* **AUFGABE 1**:
Wer ist laut der Meldung über Schlecker der vorläufige Insolvenzverwalter?
* **AUFGABE 2**:
Zählen Sie alle Beteiligten auf, mit denen laut der Meldung über Schlecker eine Einigung herbeigeführt werden soll.
* **AUFGABE 3**:
Setzen Sie die Meldung über Schlecker nach ihrem letzten Satz fort.

* **LESETEXT**:
Erstellt am 24. Januar 2012, 09:05

Schlecker vor Gesprächen mit Lieferanten. Bei der insolventen deutschen Drogeriekette Schlecker sollen am heutigen Dienstag Gespräche mit den Lieferanten aufgenommen werden.

Dies kündigten der vorläufige Insolvenzverwalter Arndt Geiwitz und das Unternehmen am Montag an. "Ich bin zuversichtlich, dass die uneingeschränkte Betriebsfortführung kurzfristig sichergestellt werden kann", erklärte Geiwitz am Abend.

Ziel sei es, "mit Familie, Management und Lieferanten eine Einigung herbeizuführen und zusammen eine zukunftsfähige Lösung zu erarbeiten". Der Geschäftsbetrieb laufe unverändert weiter und auch die Zahlung der Gehälter sei gesichert.

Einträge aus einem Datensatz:
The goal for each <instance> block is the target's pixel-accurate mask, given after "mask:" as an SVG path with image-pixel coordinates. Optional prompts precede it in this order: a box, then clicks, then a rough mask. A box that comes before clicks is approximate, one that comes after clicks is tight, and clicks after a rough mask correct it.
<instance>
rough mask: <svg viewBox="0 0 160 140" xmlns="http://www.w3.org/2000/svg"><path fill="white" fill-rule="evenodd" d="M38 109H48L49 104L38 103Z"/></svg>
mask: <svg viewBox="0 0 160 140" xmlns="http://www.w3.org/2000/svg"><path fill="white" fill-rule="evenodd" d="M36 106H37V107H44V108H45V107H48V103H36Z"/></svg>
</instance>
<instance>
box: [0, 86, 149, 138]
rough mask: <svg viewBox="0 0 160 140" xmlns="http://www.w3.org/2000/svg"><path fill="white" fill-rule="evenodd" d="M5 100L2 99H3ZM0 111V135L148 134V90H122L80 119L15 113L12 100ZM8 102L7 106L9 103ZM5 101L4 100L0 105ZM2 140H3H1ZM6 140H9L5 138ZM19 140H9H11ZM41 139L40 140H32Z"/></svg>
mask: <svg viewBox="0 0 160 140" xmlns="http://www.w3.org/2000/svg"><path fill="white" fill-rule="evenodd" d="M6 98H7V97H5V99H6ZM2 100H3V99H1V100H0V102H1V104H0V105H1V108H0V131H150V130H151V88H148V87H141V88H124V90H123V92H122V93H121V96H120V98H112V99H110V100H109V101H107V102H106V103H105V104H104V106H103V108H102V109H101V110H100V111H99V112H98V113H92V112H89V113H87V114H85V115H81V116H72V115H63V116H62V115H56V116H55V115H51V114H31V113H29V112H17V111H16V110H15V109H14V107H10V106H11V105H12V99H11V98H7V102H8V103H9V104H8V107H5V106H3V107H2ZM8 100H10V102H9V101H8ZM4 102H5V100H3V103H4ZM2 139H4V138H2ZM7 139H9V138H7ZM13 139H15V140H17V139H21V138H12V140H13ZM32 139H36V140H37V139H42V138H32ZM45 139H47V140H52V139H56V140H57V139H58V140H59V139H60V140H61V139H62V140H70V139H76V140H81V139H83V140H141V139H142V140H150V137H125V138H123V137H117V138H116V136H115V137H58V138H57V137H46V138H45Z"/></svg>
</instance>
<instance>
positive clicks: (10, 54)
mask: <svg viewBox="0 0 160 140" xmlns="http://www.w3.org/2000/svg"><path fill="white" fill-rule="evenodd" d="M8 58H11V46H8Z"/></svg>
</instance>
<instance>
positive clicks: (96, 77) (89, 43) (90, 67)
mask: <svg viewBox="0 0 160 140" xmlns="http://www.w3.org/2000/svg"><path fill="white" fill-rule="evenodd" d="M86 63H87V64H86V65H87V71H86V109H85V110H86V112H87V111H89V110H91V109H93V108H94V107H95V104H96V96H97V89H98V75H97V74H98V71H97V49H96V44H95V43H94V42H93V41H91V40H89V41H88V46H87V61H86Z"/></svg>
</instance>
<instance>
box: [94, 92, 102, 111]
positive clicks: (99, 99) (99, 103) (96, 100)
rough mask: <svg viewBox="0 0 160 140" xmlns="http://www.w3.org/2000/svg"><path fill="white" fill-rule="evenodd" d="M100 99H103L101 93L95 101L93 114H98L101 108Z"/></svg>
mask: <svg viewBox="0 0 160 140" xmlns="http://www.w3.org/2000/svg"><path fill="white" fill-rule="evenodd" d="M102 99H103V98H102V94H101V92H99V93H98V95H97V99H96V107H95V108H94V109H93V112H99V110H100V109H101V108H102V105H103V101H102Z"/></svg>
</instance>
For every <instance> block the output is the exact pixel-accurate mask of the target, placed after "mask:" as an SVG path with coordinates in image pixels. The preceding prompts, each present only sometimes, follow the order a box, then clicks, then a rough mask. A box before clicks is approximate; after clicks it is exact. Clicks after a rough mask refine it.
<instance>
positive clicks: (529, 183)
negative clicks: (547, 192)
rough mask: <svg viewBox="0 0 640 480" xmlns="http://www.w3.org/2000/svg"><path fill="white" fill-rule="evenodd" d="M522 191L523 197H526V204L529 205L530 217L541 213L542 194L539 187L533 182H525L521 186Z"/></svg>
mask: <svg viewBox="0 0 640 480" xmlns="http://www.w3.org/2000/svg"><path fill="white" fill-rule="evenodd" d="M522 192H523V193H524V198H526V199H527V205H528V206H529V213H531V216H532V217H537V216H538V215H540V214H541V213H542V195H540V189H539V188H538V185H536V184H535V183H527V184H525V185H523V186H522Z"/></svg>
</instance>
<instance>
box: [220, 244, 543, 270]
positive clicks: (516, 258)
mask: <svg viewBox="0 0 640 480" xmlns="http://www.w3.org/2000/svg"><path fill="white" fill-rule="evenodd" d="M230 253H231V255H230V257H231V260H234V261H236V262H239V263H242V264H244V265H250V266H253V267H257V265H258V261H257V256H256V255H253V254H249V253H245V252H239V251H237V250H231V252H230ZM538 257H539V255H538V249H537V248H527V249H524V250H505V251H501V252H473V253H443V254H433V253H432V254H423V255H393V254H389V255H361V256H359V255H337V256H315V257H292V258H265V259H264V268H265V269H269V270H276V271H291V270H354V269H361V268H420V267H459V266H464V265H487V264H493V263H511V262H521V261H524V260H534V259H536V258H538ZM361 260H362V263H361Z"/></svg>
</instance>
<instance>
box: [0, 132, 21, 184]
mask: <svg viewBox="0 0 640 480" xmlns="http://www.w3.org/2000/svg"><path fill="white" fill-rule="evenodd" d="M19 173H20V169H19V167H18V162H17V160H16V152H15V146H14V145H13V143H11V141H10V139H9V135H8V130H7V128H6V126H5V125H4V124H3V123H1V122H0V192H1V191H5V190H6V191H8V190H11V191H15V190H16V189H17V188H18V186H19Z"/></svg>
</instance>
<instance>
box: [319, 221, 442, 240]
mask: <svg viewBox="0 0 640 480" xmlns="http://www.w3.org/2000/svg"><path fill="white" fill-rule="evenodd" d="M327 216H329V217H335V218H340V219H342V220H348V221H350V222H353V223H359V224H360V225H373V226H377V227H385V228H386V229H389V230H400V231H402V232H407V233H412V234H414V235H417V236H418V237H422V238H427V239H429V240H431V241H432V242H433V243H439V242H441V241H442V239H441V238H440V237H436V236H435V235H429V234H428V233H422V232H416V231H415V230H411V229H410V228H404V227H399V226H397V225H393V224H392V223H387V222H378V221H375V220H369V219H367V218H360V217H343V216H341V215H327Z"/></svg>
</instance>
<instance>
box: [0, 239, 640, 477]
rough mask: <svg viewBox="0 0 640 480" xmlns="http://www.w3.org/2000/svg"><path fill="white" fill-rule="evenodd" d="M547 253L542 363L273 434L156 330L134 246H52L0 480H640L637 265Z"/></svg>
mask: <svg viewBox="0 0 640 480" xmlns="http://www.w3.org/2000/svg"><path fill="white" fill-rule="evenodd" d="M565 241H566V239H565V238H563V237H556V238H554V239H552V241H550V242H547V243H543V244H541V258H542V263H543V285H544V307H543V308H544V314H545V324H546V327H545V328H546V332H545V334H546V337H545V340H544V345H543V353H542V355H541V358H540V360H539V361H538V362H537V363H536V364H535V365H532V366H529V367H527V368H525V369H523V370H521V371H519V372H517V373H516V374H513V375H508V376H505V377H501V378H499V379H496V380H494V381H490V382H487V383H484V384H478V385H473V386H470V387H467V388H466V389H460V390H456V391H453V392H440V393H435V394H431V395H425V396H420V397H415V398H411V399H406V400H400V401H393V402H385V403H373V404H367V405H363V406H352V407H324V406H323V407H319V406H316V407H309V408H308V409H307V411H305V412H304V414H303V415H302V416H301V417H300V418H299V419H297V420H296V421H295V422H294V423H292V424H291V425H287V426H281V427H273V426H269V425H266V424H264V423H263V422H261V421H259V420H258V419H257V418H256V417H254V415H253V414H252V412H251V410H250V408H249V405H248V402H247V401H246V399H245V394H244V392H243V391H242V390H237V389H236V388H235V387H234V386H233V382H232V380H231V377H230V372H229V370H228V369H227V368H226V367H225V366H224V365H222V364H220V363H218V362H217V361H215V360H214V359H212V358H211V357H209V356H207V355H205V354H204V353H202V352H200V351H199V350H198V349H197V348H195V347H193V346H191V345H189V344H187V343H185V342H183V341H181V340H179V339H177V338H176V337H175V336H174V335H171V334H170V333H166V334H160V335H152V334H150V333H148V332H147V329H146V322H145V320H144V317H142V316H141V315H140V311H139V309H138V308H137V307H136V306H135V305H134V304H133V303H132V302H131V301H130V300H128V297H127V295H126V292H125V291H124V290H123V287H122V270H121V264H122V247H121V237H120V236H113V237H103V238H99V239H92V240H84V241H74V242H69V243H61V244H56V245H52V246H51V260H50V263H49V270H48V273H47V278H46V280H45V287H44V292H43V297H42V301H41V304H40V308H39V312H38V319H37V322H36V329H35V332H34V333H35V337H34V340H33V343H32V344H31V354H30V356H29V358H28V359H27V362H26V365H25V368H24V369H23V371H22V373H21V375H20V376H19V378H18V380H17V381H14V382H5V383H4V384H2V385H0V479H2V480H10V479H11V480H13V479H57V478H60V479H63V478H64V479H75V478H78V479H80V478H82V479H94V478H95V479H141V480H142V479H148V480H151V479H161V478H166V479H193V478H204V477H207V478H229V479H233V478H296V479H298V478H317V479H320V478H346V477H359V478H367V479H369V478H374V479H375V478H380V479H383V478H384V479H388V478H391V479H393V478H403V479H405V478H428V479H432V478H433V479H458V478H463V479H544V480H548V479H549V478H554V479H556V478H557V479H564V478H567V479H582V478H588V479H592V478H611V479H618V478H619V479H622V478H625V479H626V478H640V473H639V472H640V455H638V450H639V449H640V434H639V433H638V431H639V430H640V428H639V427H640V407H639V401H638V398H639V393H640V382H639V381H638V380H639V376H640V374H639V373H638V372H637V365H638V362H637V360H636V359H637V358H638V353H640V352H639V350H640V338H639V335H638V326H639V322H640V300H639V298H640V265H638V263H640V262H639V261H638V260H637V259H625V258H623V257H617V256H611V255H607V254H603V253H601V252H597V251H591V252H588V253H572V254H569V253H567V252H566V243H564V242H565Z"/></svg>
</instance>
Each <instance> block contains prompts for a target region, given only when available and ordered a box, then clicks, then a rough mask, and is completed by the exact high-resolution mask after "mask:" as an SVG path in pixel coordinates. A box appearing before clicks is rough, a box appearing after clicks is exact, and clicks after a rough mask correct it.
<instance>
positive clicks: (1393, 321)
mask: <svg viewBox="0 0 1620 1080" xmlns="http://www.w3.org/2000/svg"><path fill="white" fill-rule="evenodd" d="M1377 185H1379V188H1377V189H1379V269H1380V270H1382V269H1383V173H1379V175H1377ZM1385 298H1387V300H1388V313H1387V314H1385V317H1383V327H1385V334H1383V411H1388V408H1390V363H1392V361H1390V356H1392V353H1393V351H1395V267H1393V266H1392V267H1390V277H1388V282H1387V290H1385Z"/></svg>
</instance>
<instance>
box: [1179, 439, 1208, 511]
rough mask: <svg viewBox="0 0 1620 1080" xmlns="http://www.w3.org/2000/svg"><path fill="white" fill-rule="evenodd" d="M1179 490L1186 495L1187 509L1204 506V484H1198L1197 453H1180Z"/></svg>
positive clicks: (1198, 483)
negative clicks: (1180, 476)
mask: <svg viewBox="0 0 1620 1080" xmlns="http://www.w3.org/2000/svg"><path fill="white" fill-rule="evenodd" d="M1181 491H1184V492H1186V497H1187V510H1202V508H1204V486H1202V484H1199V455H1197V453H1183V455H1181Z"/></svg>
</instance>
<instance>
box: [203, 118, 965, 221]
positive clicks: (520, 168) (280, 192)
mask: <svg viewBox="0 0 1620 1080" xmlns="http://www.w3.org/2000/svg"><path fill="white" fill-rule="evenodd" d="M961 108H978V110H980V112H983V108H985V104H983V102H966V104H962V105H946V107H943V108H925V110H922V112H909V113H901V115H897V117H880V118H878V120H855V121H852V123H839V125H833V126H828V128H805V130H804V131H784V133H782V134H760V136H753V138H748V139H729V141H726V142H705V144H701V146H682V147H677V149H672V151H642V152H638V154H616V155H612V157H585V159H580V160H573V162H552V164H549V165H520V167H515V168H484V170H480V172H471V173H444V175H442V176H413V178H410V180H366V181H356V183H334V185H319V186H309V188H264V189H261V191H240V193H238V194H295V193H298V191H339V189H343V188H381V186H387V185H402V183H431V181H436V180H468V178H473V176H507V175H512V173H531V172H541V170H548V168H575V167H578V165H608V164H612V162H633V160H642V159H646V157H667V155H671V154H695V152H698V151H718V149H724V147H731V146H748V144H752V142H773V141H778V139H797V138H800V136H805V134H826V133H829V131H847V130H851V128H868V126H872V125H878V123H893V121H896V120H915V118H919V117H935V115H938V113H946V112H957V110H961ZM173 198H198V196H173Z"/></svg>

* **LÖSUNG 1**:
Arndt Geiwitz

* **LÖSUNG 2**:
Familie, Management, Lieferanten

* **LÖSUNG 3**:
Der Insolvenzverwalter hatte am Montagmittag seine Arbeit aufgenommen und begonnen, die Bücher der Kette zu sichten. Das Amtsgericht muss nun zunächst feststellen, ob die Voraussetzungen gegeben sind, das Insolvenzverfahren überhaupt zu eröffnen und in welcher Form es ablaufen wird. Bei der angestrebten Planinsolvenz würde ein Verwalter eher zum Berater, während er bei einer regulären die Zügel in den Händen hält.

Schlecker soll trotz Insolvenz in Familienhand bleiben. Mit diesem Anspruch geht das Unternehmen in die Gespräche mit seinen Gläubigern, nachdem es am Montag einen Insolvenzantrag beim Amtsgericht Ulm gestellt hatte. Zehntausende Mitarbeiter bangen derweil um ihre Jobs. Denen sagte Schlecker allerdings zu, man fühle sich "tarifvertraglichen Regelungen verpflichtet".

Der Chef der Bundesagentur für Arbeit (BA), Frank-Jürgen Weise, sieht gute Chancen für Schlecker-Beschäftigte: "Die Arbeitsagenturen haben aber bereits in der Vergangenheit bewiesen, dass sie in solchen Fällen schnell reagieren und die Betroffenen gut unterstützen können, zum Beispiel bei der Quelle-Insolvenz", sagte Weise der "Passauer Neuen Presse" (Dienstag). "Die Arbeitskräftenachfrage im Einzelhandel ist derzeit hoch, so dass die Chancen gut sind", fügte er hinzu.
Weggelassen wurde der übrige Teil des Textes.